(EXERCISE DIRECTIONS): Change "concrete wall" to "stone wall" in the part of the records that opens with the line containing "trace: concrete wall;" and closes with the last line of the records. Give those lines again with everything else left the same.

::: MATERIAL FOR THE TASK

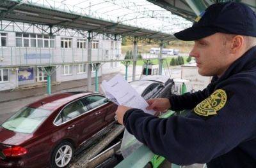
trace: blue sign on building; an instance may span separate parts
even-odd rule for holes
[[[34,79],[34,69],[31,68],[21,69],[19,70],[19,81],[33,80]]]
[[[51,53],[24,53],[24,59],[49,59]]]

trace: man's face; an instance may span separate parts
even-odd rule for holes
[[[229,44],[221,33],[195,41],[190,56],[195,57],[198,73],[202,76],[221,76],[230,64]]]

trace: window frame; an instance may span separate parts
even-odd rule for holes
[[[92,40],[92,49],[99,49],[99,41]]]
[[[65,69],[67,67],[68,67],[68,74],[65,73]],[[72,75],[72,64],[67,64],[67,65],[63,65],[63,76],[68,76],[68,75]],[[70,70],[70,71],[69,71]]]
[[[8,74],[8,80],[4,80],[4,70],[7,70],[7,74]],[[9,69],[1,68],[0,69],[0,73],[1,73],[1,79],[0,79],[0,83],[6,83],[10,81],[10,71]]]
[[[84,102],[83,102],[83,101],[82,101],[82,99],[86,98],[86,97],[88,97],[88,96],[96,95],[99,95],[102,96],[102,97],[105,97],[105,98],[107,98],[106,96],[104,96],[104,95],[100,94],[90,94],[90,95],[86,95],[83,96],[83,97],[79,98],[78,99],[74,100],[74,101],[72,101],[68,102],[68,104],[65,104],[65,105],[64,106],[64,107],[63,107],[63,108],[61,108],[61,109],[58,112],[58,113],[57,115],[56,116],[54,120],[53,120],[52,123],[53,123],[54,125],[57,126],[57,127],[60,126],[60,125],[63,125],[63,124],[66,123],[67,122],[70,122],[70,121],[72,121],[72,120],[75,120],[76,118],[78,118],[78,117],[80,117],[80,116],[82,116],[82,115],[85,115],[85,114],[87,114],[88,113],[90,113],[90,112],[91,112],[92,111],[93,111],[93,110],[95,110],[95,109],[99,108],[100,108],[100,107],[102,107],[102,106],[105,106],[106,104],[109,103],[109,102],[106,102],[106,103],[104,103],[104,104],[103,104],[97,107],[97,108],[94,108],[94,109],[88,109],[88,110],[87,111],[84,111],[83,113],[80,114],[79,115],[78,115],[78,116],[76,116],[76,117],[74,117],[74,118],[72,118],[72,119],[70,119],[70,120],[67,120],[67,121],[66,121],[66,122],[62,122],[62,123],[60,123],[60,124],[56,124],[56,120],[57,118],[59,116],[59,115],[60,115],[61,114],[61,112],[62,112],[63,109],[66,106],[68,106],[70,104],[71,104],[71,103],[72,103],[72,102],[75,102],[75,101],[79,101],[79,100],[81,100],[81,101],[82,101],[82,102],[84,103]],[[87,104],[84,104],[84,106],[86,106],[86,107],[88,108],[88,105],[87,105]]]

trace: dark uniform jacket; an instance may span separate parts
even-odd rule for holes
[[[124,117],[125,128],[174,164],[256,167],[256,46],[204,90],[169,99],[172,110],[192,110],[159,118],[131,109]]]

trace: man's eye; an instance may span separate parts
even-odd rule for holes
[[[204,45],[206,45],[206,43],[202,42],[202,43],[199,43],[199,45],[204,46]]]

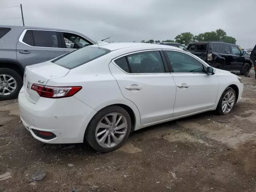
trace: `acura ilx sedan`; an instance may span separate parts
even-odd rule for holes
[[[18,103],[36,139],[86,141],[108,152],[134,130],[207,111],[227,114],[243,88],[240,78],[177,47],[99,42],[27,66]]]

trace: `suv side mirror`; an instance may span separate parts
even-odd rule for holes
[[[213,68],[211,67],[207,67],[207,74],[209,75],[212,75],[214,74],[214,72],[213,71]]]

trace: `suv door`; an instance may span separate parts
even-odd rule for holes
[[[238,48],[235,46],[230,46],[232,59],[231,62],[234,70],[241,70],[245,60],[244,56],[242,55]]]
[[[109,64],[123,95],[137,106],[142,124],[172,117],[176,87],[161,52],[160,50],[130,53]]]
[[[18,60],[24,66],[50,60],[65,53],[59,32],[25,30],[16,46]]]
[[[60,32],[60,35],[66,53],[93,44],[93,43],[89,40],[76,34],[69,32]]]
[[[208,75],[206,66],[190,54],[167,50],[165,54],[177,88],[173,117],[212,108],[219,89],[216,76]]]

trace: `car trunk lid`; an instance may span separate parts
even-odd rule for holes
[[[69,69],[50,61],[27,66],[23,80],[26,98],[31,102],[36,103],[40,96],[36,91],[31,90],[33,84],[45,85],[49,80],[65,76],[69,71]]]

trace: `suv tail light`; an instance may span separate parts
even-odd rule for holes
[[[208,53],[207,54],[207,60],[211,61],[212,60],[212,55],[211,53]]]
[[[37,92],[40,96],[53,98],[73,96],[81,89],[80,86],[54,87],[33,84],[31,86],[31,89]]]

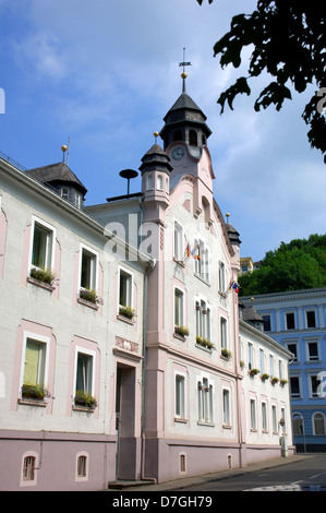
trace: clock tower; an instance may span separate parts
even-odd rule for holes
[[[194,158],[201,158],[203,146],[212,134],[210,129],[206,124],[206,116],[186,93],[186,73],[185,65],[190,62],[180,62],[183,65],[182,94],[179,96],[174,105],[170,108],[164,118],[165,126],[159,135],[164,140],[164,148],[167,150],[172,143],[183,142]],[[184,156],[184,145],[174,146],[170,157],[174,160],[181,160]]]
[[[213,208],[213,180],[215,178],[212,158],[207,147],[207,139],[212,130],[206,124],[206,116],[203,110],[186,93],[185,65],[183,65],[182,93],[164,118],[165,126],[159,132],[164,141],[164,151],[170,158],[172,170],[170,172],[170,189],[172,190],[180,180],[189,176],[195,179],[194,212],[200,213],[207,208],[208,203]]]

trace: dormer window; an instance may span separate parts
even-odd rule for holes
[[[198,145],[197,132],[195,130],[190,130],[189,132],[189,144],[190,146]]]
[[[147,177],[147,190],[148,190],[148,191],[152,191],[152,190],[153,190],[153,188],[154,188],[154,187],[153,187],[153,183],[154,183],[154,181],[153,181],[153,175],[148,175],[148,177]]]
[[[68,187],[62,187],[61,188],[61,198],[63,198],[63,200],[68,201],[68,199],[69,199],[69,189],[68,189]]]
[[[176,141],[182,141],[181,130],[176,130],[176,132],[173,133],[173,142]]]
[[[81,208],[83,204],[82,194],[73,187],[61,187],[60,195],[63,200],[69,201],[72,205]]]

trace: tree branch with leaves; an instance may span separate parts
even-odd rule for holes
[[[200,4],[203,0],[196,0]],[[208,0],[213,3],[214,0]],[[280,110],[286,99],[292,99],[290,86],[303,93],[309,84],[316,87],[302,114],[310,126],[307,139],[312,147],[326,153],[326,26],[325,9],[316,0],[258,0],[252,14],[232,17],[230,31],[214,46],[225,68],[239,68],[244,47],[253,45],[247,76],[218,98],[221,112],[226,103],[233,110],[239,94],[251,94],[249,80],[267,72],[274,80],[261,92],[254,109],[259,111],[271,104]],[[324,155],[326,164],[326,154]]]

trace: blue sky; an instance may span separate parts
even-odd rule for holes
[[[124,194],[124,168],[138,169],[162,118],[181,94],[186,48],[188,93],[207,116],[215,198],[258,260],[281,241],[325,232],[326,169],[301,119],[311,93],[280,112],[254,112],[268,77],[220,116],[221,91],[245,73],[222,70],[215,41],[253,0],[0,0],[0,151],[26,168],[62,159],[88,189],[86,204]],[[160,142],[160,141],[158,141]],[[131,192],[141,188],[140,178]]]

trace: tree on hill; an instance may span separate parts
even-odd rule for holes
[[[241,274],[239,284],[241,296],[326,287],[326,235],[281,242],[258,270]]]
[[[212,3],[214,0],[208,0]],[[203,0],[197,0],[200,4]],[[249,80],[265,75],[271,82],[261,92],[254,104],[256,111],[274,104],[277,110],[286,99],[292,99],[289,88],[303,93],[309,84],[316,91],[305,106],[302,118],[310,126],[307,139],[312,147],[325,154],[326,163],[326,16],[318,0],[257,0],[252,14],[232,17],[230,32],[214,46],[214,56],[220,55],[220,64],[239,68],[241,52],[252,45],[247,76],[239,77],[222,92],[218,104],[224,111],[227,103],[233,109],[239,94],[251,94]]]

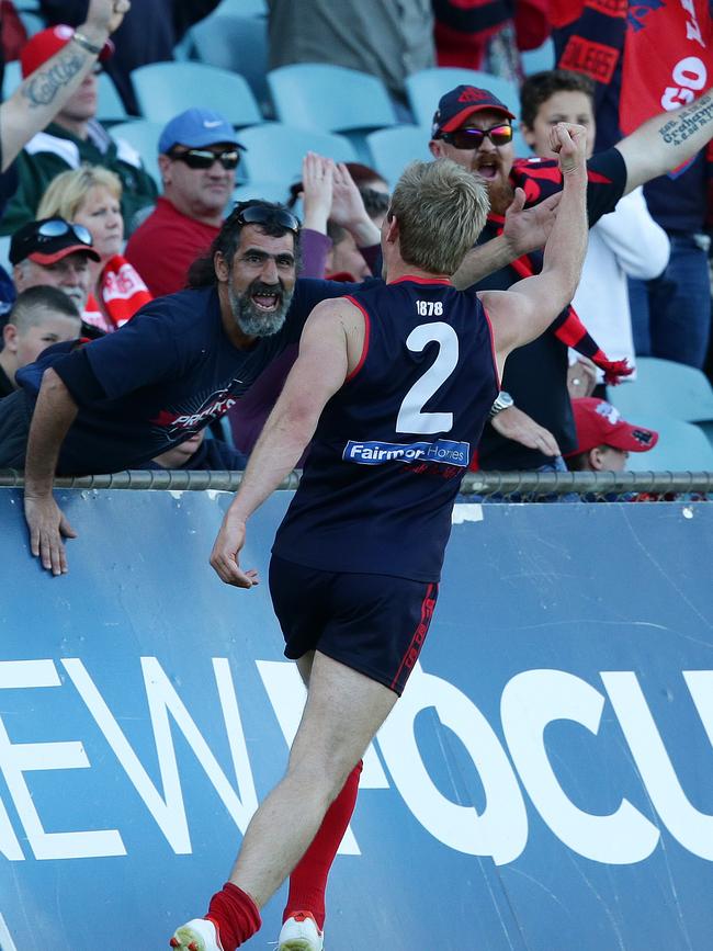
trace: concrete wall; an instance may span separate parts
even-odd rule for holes
[[[0,947],[166,947],[226,878],[303,700],[228,496],[65,491],[70,573],[0,489]],[[256,517],[267,575],[290,495]],[[330,951],[708,951],[713,507],[459,506],[370,748]],[[282,904],[248,947],[276,939]]]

::::::

(EXERCISE SOLUTION):
trace: stone wall; an instance may span separate parts
even-odd rule for holes
[[[0,947],[166,947],[226,878],[303,700],[228,496],[65,491],[70,573],[0,489]],[[256,517],[267,575],[290,495]],[[330,951],[708,951],[713,507],[459,506],[370,748]],[[282,904],[248,947],[276,939]]]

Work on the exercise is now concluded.